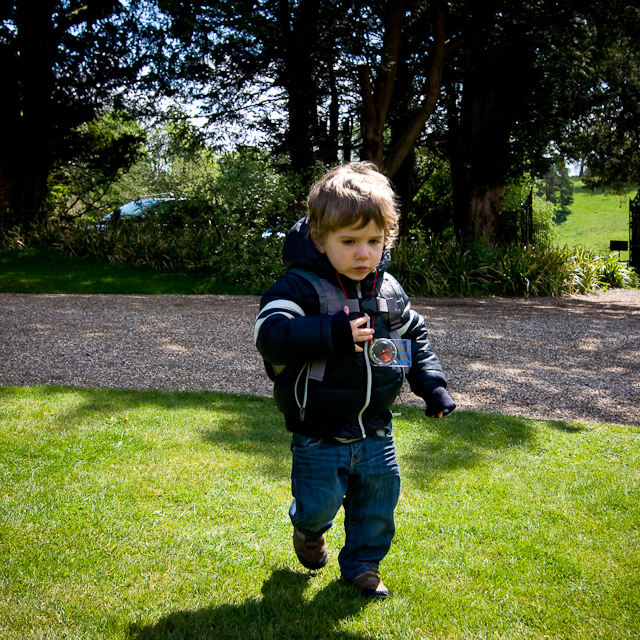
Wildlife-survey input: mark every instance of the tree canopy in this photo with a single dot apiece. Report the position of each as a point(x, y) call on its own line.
---
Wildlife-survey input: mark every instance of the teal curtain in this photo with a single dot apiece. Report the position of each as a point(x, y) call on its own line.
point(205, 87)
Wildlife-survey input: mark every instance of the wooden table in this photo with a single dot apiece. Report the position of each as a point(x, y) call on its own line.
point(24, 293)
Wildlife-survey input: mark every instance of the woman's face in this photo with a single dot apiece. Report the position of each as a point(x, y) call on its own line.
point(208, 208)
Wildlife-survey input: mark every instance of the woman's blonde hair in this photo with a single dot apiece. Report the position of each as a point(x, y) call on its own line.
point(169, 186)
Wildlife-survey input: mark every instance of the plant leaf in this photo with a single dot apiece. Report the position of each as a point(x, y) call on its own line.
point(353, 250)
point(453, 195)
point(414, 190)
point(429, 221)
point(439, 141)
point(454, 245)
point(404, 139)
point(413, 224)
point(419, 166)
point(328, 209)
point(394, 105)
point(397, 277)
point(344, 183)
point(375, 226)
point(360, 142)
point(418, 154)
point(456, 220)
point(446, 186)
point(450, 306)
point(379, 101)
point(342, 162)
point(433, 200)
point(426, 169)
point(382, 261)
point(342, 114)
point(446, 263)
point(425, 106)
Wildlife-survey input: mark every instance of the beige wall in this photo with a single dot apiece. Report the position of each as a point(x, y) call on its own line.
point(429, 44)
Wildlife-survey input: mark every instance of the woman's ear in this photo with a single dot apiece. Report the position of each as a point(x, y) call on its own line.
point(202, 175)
---
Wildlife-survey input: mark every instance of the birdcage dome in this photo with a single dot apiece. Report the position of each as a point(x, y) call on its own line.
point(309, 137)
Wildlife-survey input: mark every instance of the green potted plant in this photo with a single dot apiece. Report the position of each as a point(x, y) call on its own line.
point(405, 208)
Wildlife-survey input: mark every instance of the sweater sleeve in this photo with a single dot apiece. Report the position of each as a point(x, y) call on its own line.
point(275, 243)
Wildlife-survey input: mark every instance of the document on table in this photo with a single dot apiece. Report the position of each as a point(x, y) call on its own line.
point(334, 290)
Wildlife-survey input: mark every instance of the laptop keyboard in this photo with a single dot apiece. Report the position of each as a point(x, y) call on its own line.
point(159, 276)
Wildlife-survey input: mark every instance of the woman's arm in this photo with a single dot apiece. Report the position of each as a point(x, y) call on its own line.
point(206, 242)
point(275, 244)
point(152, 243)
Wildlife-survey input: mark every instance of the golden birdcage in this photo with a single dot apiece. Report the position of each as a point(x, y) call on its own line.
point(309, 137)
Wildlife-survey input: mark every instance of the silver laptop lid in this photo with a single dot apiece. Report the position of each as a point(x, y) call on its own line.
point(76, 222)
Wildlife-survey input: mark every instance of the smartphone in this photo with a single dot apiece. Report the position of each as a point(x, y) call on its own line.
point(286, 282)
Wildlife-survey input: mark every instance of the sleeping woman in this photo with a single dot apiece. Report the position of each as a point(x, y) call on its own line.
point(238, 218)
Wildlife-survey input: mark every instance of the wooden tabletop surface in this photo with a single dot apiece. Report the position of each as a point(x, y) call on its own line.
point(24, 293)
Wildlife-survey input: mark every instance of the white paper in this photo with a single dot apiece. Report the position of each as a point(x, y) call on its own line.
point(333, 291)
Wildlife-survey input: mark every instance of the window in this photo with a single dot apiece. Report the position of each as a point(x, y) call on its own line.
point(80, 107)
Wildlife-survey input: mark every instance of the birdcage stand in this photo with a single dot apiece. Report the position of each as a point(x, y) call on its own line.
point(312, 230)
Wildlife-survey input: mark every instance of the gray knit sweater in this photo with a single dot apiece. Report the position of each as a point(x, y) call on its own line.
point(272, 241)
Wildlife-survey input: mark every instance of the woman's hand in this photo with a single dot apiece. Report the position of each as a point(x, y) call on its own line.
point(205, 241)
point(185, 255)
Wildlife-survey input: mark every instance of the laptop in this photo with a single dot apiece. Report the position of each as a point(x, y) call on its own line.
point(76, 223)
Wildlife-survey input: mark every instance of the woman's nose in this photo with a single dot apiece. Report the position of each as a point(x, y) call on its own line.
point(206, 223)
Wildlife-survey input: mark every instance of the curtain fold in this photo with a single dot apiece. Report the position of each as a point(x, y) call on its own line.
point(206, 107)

Exercise task -
Begin at the line of the material that contains "Wildlife-survey input: mark every instance of the white" and stop after the line that contains "point(80, 107)". Reproduce every line in that span in full, and shift each x and y coordinate in the point answers upward by 135.

Written solution -
Wildlife-survey input: mark every instance of the white paper in this photo with a single dot apiece. Report the position of each as a point(x, y) call on its own line.
point(468, 426)
Wildlife-survey input: mark every instance of the window in this photo with a single dot apiece. Report the position of each as a point(x, y) call on its own line.
point(215, 242)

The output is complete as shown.